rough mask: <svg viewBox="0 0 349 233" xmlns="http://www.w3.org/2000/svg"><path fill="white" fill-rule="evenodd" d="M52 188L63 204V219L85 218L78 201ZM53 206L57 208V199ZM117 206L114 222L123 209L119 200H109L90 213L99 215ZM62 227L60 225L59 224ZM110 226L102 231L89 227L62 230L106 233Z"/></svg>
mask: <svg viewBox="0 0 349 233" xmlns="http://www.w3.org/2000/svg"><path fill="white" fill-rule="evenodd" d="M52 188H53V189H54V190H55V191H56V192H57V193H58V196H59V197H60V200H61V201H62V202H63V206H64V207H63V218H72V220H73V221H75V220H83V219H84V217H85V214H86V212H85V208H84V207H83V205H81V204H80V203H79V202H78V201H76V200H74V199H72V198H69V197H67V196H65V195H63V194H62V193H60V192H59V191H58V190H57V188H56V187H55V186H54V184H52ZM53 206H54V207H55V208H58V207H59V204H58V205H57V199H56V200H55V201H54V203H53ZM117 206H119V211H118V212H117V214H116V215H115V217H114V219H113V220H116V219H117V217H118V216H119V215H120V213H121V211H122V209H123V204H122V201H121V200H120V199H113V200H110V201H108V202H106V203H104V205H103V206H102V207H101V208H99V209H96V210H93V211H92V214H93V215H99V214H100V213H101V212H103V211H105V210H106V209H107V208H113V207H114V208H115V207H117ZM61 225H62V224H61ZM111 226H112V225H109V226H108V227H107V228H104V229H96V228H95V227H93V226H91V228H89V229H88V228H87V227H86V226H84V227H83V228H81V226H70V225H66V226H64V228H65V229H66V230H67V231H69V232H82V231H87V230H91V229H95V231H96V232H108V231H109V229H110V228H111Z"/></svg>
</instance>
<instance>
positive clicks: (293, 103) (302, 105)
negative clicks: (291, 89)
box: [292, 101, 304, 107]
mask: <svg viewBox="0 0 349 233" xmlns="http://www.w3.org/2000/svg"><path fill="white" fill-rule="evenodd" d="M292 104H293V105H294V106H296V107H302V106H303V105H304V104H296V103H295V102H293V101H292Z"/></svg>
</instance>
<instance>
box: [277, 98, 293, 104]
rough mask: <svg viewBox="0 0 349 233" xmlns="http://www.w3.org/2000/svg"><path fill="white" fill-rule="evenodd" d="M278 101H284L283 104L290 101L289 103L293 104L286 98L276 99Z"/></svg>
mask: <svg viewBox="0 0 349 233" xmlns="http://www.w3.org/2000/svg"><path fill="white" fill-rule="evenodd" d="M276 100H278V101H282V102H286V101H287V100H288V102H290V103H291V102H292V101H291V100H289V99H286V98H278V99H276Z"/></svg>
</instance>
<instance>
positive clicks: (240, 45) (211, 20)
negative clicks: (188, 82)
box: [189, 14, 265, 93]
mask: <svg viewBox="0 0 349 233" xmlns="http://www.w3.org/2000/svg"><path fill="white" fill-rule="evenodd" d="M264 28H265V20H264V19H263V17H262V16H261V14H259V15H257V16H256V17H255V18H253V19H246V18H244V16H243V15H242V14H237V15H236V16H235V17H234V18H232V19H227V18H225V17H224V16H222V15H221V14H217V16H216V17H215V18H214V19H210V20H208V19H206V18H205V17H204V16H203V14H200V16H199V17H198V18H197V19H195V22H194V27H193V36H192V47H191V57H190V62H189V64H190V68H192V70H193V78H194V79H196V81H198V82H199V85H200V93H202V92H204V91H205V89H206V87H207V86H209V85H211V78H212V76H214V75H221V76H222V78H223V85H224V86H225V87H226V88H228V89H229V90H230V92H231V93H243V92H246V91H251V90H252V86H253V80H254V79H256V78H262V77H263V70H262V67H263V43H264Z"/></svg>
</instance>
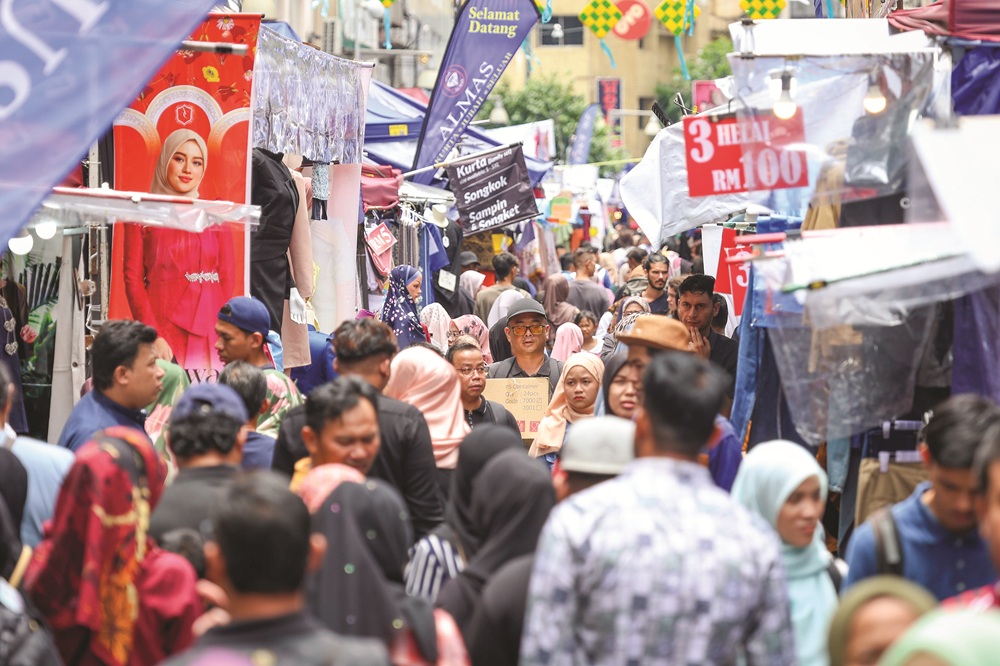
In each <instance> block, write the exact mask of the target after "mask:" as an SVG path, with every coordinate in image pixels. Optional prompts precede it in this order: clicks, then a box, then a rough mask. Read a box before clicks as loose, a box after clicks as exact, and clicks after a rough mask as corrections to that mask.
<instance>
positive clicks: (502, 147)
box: [403, 141, 524, 178]
mask: <svg viewBox="0 0 1000 666" xmlns="http://www.w3.org/2000/svg"><path fill="white" fill-rule="evenodd" d="M521 145H524V143H523V142H522V141H518V142H517V143H511V144H508V145H506V146H497V147H496V148H490V149H489V150H482V151H480V152H478V153H472V154H471V155H462V156H461V157H456V158H454V159H451V160H445V161H444V162H438V163H437V164H432V165H430V166H426V167H423V168H420V169H414V170H413V171H407V172H406V173H404V174H403V178H406V177H408V176H413V175H416V174H418V173H425V172H427V171H430V170H432V169H444V168H445V167H448V166H451V165H452V164H454V163H455V162H461V161H463V160H471V159H473V158H476V157H483V156H484V155H492V154H493V153H497V152H500V151H501V150H508V149H510V148H517V147H518V146H521Z"/></svg>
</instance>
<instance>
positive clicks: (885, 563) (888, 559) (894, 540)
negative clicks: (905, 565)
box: [868, 507, 903, 576]
mask: <svg viewBox="0 0 1000 666" xmlns="http://www.w3.org/2000/svg"><path fill="white" fill-rule="evenodd" d="M889 508H890V507H883V508H881V509H879V510H878V511H876V512H875V513H873V514H872V515H871V516H869V517H868V520H869V522H870V523H871V525H872V533H873V534H874V535H875V562H876V564H877V573H878V574H891V575H893V576H902V575H903V547H902V544H901V543H900V541H899V530H898V529H897V528H896V519H895V517H893V515H892V512H891V511H890V510H889Z"/></svg>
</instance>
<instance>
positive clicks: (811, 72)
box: [730, 48, 951, 212]
mask: <svg viewBox="0 0 1000 666" xmlns="http://www.w3.org/2000/svg"><path fill="white" fill-rule="evenodd" d="M730 63H731V64H732V67H733V78H734V80H735V82H736V99H737V101H738V102H739V104H738V105H737V114H738V116H739V117H740V119H741V121H742V122H743V123H744V124H745V126H746V127H748V128H760V127H762V125H763V123H762V122H761V118H762V117H766V118H771V119H773V118H774V111H773V107H774V104H775V102H777V101H778V99H779V96H781V95H783V94H784V95H786V96H790V97H791V99H792V101H794V103H795V105H796V107H797V108H796V111H795V113H796V114H802V116H801V118H802V123H803V125H804V130H805V131H804V141H802V143H795V144H793V146H789V147H787V148H786V150H792V151H794V152H796V153H798V154H799V155H801V156H802V157H804V158H805V160H806V163H807V165H808V171H809V185H808V186H806V187H800V188H794V189H784V190H777V191H775V196H776V197H777V198H778V200H779V201H781V206H780V207H779V208H780V209H781V210H783V211H787V212H796V211H798V212H802V211H805V210H806V209H807V208H808V206H809V203H810V201H811V200H812V198H813V195H814V194H816V193H817V181H818V179H819V178H820V174H821V173H824V174H828V173H829V172H830V171H831V170H834V171H837V172H838V173H839V174H842V176H841V177H840V178H829V177H825V178H823V179H822V180H823V191H822V192H821V194H822V195H824V196H826V197H837V198H840V199H844V200H864V199H872V198H876V197H883V196H886V195H891V194H894V193H899V192H901V191H903V190H904V189H905V186H906V176H907V172H908V164H909V161H910V159H911V151H910V149H909V142H908V140H907V137H908V136H909V134H910V131H911V129H912V126H913V124H914V122H915V121H916V120H917V119H918V118H921V117H929V118H948V117H950V113H951V110H950V109H951V107H950V77H949V75H948V73H949V72H948V70H949V69H950V58H949V57H948V56H947V55H946V54H942V53H941V51H940V50H939V49H936V48H935V49H928V50H923V51H918V52H910V53H883V54H872V55H853V56H806V57H777V56H771V57H754V58H743V57H740V55H738V54H731V55H730ZM783 76H784V77H785V78H786V81H785V82H784V85H785V86H786V87H788V88H789V90H788V91H786V92H784V93H783V92H782V88H783V81H782V77H783ZM788 77H790V80H789V79H788ZM875 94H877V95H881V96H882V98H883V99H884V100H885V108H884V110H882V111H881V112H878V113H869V112H867V111H866V109H865V101H866V96H869V95H875ZM744 136H745V137H751V136H753V133H751V132H744ZM742 147H743V151H744V156H745V159H746V160H747V161H748V162H749V163H755V161H756V160H757V158H758V154H756V153H760V152H763V151H764V150H767V149H769V148H770V147H771V146H770V144H769V143H761V142H759V141H757V142H755V143H751V142H750V141H749V140H745V141H744V142H743V143H742ZM757 187H763V183H762V182H761V181H760V180H758V185H757ZM771 205H772V207H775V206H774V204H771Z"/></svg>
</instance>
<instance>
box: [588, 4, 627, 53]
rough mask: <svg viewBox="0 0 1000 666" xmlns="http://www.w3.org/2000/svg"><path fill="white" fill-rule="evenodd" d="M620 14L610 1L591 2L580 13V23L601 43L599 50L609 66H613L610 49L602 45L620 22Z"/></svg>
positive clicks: (617, 10) (621, 14)
mask: <svg viewBox="0 0 1000 666" xmlns="http://www.w3.org/2000/svg"><path fill="white" fill-rule="evenodd" d="M621 17H622V12H621V10H620V9H618V7H616V6H615V5H614V3H612V2H610V0H592V2H591V3H590V4H588V5H587V6H586V7H584V8H583V11H582V12H580V22H581V23H583V24H584V25H585V26H587V27H588V28H590V29H591V30H592V31H593V33H594V34H595V35H597V39H598V40H600V42H601V50H602V51H604V53H605V54H606V55H607V56H608V59H609V60H611V66H612V67H614V66H615V57H614V56H613V55H611V49H609V48H608V45H607V44H605V43H604V37H605V35H607V34H608V33H609V32H611V29H612V28H614V27H615V24H616V23H618V21H619V20H621Z"/></svg>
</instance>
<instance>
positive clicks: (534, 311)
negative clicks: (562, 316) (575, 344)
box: [486, 298, 562, 400]
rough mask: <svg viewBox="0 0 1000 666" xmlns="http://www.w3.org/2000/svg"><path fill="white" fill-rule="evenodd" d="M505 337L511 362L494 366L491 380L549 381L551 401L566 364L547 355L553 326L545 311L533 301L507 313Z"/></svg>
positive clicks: (526, 303) (492, 364)
mask: <svg viewBox="0 0 1000 666" xmlns="http://www.w3.org/2000/svg"><path fill="white" fill-rule="evenodd" d="M504 333H505V334H506V335H507V339H508V340H509V341H510V349H511V352H512V353H513V354H514V355H513V356H512V357H511V358H508V359H507V360H504V361H499V362H497V363H493V364H491V365H490V368H489V372H488V373H487V375H486V376H487V377H489V378H490V379H495V378H498V377H499V378H501V379H507V378H510V377H524V378H530V377H545V378H546V379H548V380H549V399H550V400H551V399H552V393H553V391H555V390H556V385H557V384H558V383H559V375H560V373H562V363H561V362H560V361H557V360H556V359H554V358H551V357H549V356H546V355H545V340H546V339H547V338H548V336H549V323H548V320H547V319H546V318H545V308H543V307H542V306H541V304H540V303H539V302H538V301H536V300H534V299H532V298H524V299H521V300H520V301H518V302H516V303H514V305H512V306H511V307H510V310H508V311H507V325H506V327H505V328H504Z"/></svg>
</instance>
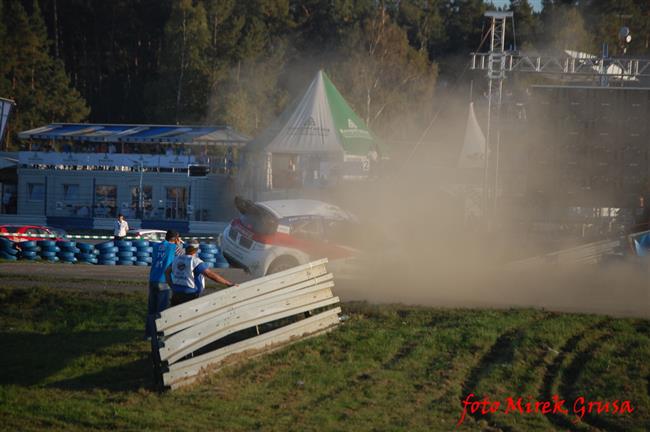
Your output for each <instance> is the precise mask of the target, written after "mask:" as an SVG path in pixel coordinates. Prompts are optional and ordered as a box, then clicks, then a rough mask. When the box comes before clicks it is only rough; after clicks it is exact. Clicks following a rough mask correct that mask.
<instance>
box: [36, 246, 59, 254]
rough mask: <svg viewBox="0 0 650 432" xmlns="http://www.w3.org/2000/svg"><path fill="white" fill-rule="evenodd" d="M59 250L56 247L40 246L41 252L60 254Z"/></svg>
mask: <svg viewBox="0 0 650 432" xmlns="http://www.w3.org/2000/svg"><path fill="white" fill-rule="evenodd" d="M60 251H61V248H59V247H57V246H41V252H55V253H56V252H60Z"/></svg>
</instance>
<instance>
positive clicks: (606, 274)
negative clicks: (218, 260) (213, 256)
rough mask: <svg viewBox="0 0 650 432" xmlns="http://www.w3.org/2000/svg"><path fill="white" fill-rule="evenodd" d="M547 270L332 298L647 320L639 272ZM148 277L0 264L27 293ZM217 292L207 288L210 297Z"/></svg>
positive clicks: (401, 272) (88, 271) (373, 291)
mask: <svg viewBox="0 0 650 432" xmlns="http://www.w3.org/2000/svg"><path fill="white" fill-rule="evenodd" d="M547 270H548V271H547V272H542V271H541V270H540V269H538V270H536V271H533V272H530V273H522V274H507V273H500V274H499V276H498V278H495V277H492V278H487V277H486V278H485V279H484V278H482V277H480V276H478V277H477V276H472V275H469V276H468V275H467V274H465V275H462V274H458V273H454V274H453V277H449V278H447V279H448V280H447V281H446V282H443V283H442V284H436V283H435V282H432V281H429V280H418V281H413V283H404V282H403V281H402V280H401V279H402V278H403V277H404V275H408V270H403V271H402V272H401V273H400V272H396V273H395V277H396V279H395V280H384V281H382V283H378V281H377V280H374V281H373V280H371V279H369V280H367V281H366V282H365V283H364V281H362V280H341V279H340V278H336V279H335V282H336V287H335V289H334V292H335V294H336V295H337V296H339V297H340V298H341V300H343V301H368V302H370V303H403V304H409V305H423V306H433V307H452V308H496V309H502V308H510V307H516V308H521V307H524V308H531V307H532V308H543V309H547V310H553V311H558V312H580V313H597V314H607V315H614V316H633V317H643V318H647V317H649V316H650V279H649V278H648V276H649V275H648V273H647V272H641V273H638V272H636V271H633V270H634V268H629V267H622V268H619V269H617V270H607V269H601V268H599V267H593V268H591V267H590V268H588V269H583V270H588V271H587V272H586V273H587V274H586V275H585V272H584V271H580V272H571V271H561V270H560V269H557V268H554V267H553V268H549V269H547ZM148 272H149V267H131V266H100V265H83V264H76V265H67V264H60V263H57V264H48V263H28V262H27V263H25V262H18V263H3V264H0V286H12V287H24V288H29V287H37V286H44V285H45V286H47V287H50V288H54V289H79V290H84V291H104V290H109V291H110V290H116V291H137V292H146V289H147V276H148ZM219 272H220V273H221V274H223V275H224V276H225V277H226V278H228V279H229V280H232V281H233V282H236V283H241V282H244V281H246V280H249V279H250V276H249V275H248V274H246V273H244V272H243V271H242V270H240V269H223V270H219ZM592 273H593V274H592ZM544 275H545V276H544ZM468 277H469V279H468ZM443 279H445V278H443ZM495 280H496V281H498V282H499V283H495ZM449 281H453V283H452V282H449ZM214 286H215V285H214V284H213V283H212V282H208V284H207V290H208V292H209V291H211V288H212V287H214Z"/></svg>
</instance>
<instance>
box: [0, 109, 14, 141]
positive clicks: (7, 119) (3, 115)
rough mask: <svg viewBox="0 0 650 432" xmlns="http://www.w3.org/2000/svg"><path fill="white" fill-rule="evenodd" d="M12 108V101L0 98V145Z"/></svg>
mask: <svg viewBox="0 0 650 432" xmlns="http://www.w3.org/2000/svg"><path fill="white" fill-rule="evenodd" d="M13 106H14V101H12V100H9V99H3V98H0V143H2V138H4V136H5V129H6V128H7V122H8V121H9V113H10V112H11V108H13Z"/></svg>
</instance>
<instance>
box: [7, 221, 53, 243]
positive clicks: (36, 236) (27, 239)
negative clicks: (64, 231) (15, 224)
mask: <svg viewBox="0 0 650 432" xmlns="http://www.w3.org/2000/svg"><path fill="white" fill-rule="evenodd" d="M0 236H2V237H3V238H6V239H8V240H11V241H14V242H21V241H30V240H34V241H38V240H57V241H59V240H63V239H64V237H65V232H64V231H63V230H60V229H55V228H50V227H46V226H42V225H0Z"/></svg>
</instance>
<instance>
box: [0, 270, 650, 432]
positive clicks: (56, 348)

> **Directive**: Pull out each line of the records above that contains the word "negative", copying the whole line.

> **Result of this task**:
negative clicks: (291, 89)
negative clicks: (188, 82)
negative clicks: (905, 565)
negative clicks: (562, 316) (575, 344)
negative clicks: (218, 260) (213, 256)
negative clicks: (64, 231) (15, 224)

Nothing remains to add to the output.